**AIM OF THE EXERCISE:** Could you recast the part of the records that opens with the line containing "Where can the overcast" and closes with the line containing "point(418, 379)" as a JSON list of strings, one string per line with blank lines left out?

Records in a dataset:
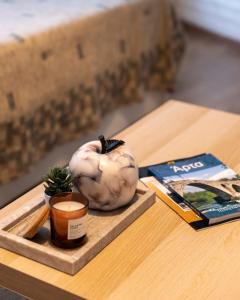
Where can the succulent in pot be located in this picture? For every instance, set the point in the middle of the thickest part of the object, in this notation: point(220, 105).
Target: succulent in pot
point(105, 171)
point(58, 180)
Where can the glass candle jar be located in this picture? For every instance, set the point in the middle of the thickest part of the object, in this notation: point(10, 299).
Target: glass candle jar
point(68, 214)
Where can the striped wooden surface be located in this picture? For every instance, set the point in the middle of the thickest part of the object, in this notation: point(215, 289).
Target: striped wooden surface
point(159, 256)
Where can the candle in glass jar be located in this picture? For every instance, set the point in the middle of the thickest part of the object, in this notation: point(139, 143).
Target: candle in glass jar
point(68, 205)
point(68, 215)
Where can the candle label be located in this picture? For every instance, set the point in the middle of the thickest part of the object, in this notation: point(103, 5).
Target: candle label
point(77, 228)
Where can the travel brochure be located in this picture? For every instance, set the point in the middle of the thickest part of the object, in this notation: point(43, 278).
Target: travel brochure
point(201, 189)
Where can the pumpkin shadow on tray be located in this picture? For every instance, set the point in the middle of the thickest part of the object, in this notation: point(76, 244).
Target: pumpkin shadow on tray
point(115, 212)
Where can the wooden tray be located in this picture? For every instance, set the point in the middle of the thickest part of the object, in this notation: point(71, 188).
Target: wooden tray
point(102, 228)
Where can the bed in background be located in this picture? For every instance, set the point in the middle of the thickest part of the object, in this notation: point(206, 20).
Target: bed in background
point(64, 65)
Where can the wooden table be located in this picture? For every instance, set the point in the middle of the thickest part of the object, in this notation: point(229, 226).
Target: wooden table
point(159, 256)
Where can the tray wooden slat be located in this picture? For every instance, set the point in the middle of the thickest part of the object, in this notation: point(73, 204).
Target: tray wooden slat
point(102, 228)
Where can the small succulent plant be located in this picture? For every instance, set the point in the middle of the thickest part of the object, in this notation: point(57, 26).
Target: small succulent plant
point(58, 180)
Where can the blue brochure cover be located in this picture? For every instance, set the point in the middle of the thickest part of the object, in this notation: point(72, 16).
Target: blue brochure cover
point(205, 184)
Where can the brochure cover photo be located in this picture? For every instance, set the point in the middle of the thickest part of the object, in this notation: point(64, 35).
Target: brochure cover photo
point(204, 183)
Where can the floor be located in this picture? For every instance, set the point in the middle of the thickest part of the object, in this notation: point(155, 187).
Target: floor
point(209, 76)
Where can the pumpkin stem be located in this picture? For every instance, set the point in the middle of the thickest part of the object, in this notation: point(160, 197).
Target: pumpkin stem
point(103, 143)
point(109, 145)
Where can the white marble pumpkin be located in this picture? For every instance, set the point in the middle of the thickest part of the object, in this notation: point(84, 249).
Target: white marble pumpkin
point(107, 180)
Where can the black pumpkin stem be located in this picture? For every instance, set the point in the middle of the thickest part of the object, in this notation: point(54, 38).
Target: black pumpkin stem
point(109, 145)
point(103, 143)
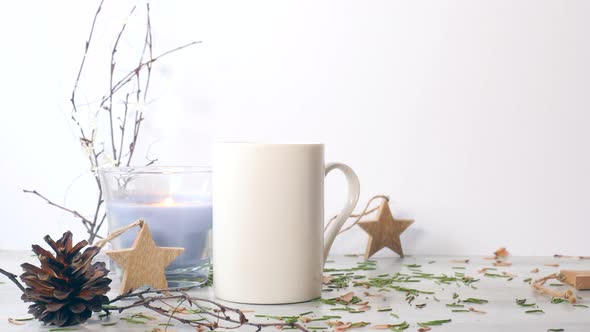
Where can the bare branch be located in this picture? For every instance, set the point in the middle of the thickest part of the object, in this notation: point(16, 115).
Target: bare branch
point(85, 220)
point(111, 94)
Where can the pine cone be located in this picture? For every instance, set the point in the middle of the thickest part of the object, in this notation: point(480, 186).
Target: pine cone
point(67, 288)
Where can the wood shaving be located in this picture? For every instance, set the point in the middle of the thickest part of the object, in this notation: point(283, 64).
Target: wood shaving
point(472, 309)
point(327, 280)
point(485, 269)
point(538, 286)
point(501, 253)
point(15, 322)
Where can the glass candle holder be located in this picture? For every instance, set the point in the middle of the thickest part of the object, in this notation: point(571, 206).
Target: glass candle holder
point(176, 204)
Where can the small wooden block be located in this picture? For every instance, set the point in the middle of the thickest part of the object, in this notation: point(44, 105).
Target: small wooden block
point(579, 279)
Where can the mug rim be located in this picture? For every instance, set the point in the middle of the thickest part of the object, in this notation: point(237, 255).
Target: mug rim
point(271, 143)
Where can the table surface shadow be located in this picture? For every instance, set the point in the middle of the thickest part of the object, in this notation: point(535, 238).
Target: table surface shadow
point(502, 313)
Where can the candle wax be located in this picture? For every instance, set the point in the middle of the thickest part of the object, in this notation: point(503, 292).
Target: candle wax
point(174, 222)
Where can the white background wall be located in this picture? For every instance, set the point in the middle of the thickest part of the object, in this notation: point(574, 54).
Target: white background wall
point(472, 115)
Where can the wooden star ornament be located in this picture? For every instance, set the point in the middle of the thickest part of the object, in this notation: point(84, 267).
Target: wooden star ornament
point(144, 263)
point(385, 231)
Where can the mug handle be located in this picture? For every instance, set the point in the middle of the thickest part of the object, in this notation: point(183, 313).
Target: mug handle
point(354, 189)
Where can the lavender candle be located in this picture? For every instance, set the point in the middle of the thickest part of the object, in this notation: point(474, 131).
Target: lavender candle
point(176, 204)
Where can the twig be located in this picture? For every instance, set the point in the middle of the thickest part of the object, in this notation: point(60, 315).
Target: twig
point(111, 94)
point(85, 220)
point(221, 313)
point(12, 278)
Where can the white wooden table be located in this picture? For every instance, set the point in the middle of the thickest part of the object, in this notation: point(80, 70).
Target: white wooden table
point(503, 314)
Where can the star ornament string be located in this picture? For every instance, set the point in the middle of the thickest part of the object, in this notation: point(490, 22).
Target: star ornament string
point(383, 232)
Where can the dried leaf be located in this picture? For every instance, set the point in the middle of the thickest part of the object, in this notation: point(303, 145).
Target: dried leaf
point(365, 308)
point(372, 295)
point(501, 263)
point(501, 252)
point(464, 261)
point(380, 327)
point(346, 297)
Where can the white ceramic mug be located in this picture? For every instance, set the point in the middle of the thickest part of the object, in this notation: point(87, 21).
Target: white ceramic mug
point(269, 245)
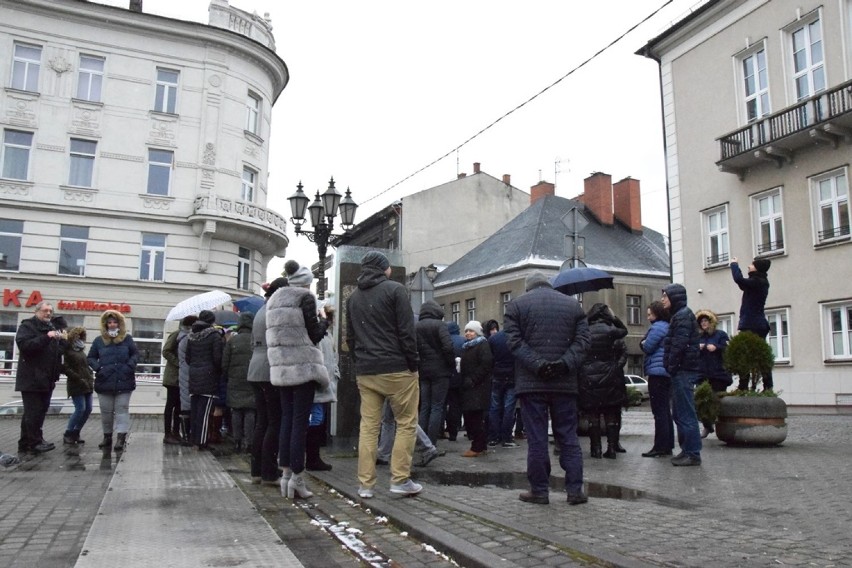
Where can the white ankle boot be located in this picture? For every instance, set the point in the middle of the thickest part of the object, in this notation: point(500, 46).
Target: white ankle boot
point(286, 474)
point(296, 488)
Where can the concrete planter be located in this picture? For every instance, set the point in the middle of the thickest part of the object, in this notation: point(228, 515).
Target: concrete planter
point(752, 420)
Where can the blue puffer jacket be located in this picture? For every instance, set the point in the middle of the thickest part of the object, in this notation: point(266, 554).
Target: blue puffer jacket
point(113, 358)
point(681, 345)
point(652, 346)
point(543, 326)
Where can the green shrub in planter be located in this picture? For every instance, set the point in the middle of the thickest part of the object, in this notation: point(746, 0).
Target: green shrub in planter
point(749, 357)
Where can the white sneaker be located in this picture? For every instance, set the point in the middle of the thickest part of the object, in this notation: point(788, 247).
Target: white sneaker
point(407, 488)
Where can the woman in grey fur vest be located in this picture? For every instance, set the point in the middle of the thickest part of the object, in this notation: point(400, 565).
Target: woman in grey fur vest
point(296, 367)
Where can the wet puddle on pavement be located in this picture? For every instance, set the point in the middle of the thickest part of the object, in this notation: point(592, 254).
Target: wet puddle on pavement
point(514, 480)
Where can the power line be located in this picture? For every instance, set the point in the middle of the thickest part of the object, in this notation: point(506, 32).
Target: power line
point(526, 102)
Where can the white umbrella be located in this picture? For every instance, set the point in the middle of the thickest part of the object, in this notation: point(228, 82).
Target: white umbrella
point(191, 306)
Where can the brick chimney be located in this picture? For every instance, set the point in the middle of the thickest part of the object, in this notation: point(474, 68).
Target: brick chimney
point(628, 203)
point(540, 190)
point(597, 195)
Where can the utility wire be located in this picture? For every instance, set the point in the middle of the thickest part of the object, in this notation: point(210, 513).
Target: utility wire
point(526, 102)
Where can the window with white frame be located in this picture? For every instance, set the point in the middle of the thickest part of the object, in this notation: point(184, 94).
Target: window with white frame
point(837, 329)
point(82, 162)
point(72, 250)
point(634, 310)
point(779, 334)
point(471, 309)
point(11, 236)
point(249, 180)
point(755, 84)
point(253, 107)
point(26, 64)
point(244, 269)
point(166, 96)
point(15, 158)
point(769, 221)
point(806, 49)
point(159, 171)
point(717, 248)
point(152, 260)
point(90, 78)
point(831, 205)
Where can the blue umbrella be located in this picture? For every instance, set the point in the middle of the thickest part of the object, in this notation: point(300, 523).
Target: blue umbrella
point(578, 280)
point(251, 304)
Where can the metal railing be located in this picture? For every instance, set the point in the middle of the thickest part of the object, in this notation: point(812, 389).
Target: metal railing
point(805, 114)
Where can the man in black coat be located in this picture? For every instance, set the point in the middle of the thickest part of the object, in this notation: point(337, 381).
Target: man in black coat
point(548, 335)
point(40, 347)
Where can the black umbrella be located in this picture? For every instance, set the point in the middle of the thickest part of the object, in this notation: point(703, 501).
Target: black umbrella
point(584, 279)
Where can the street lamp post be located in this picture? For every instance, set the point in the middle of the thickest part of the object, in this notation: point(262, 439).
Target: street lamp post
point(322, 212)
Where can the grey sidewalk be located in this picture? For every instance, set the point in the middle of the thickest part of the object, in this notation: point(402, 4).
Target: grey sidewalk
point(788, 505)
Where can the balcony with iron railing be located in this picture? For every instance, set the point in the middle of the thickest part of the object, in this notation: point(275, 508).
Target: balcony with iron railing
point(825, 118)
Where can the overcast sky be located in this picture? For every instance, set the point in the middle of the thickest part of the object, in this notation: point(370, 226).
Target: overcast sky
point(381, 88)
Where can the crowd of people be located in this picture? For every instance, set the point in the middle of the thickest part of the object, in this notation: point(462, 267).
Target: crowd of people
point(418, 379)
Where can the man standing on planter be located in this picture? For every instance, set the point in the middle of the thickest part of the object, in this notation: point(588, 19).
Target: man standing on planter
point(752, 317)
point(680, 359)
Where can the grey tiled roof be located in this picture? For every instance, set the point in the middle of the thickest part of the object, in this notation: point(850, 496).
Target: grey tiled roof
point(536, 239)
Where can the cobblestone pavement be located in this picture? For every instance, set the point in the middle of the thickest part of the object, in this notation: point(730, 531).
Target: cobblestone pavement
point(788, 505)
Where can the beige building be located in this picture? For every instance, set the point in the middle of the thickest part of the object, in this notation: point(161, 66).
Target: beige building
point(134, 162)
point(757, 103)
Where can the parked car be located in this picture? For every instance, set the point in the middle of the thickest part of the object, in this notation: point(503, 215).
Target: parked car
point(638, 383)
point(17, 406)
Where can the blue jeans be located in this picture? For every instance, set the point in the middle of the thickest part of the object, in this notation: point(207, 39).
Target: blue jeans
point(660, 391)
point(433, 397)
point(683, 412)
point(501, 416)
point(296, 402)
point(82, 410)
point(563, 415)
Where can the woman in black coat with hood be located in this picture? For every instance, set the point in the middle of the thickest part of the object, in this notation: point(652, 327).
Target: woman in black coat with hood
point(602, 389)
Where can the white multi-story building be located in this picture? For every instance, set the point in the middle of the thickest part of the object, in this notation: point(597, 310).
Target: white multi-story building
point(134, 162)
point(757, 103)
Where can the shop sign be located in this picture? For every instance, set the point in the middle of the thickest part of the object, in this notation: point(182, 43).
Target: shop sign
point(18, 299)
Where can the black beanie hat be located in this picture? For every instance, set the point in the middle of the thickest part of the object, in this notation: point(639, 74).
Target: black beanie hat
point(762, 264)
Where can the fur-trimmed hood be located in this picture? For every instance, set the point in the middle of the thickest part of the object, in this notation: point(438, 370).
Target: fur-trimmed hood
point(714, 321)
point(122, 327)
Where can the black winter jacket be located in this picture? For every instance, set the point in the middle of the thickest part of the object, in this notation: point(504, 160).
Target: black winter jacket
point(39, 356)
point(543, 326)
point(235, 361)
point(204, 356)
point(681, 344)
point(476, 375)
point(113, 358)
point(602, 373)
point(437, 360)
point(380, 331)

**WRITTEN ANSWER:**
[
  "Where can the overcast sky be located in this picture? For every instance, set the point in the middle of the thickest part of the object, in this notation: point(370, 226).",
  "Target: overcast sky",
  "point(381, 88)",
  "Where can the crowd of people be located in this picture? For every instance, set the point in the middle of the thickest part of the object, in this notation: point(462, 267).",
  "Target: crowd of people",
  "point(418, 379)"
]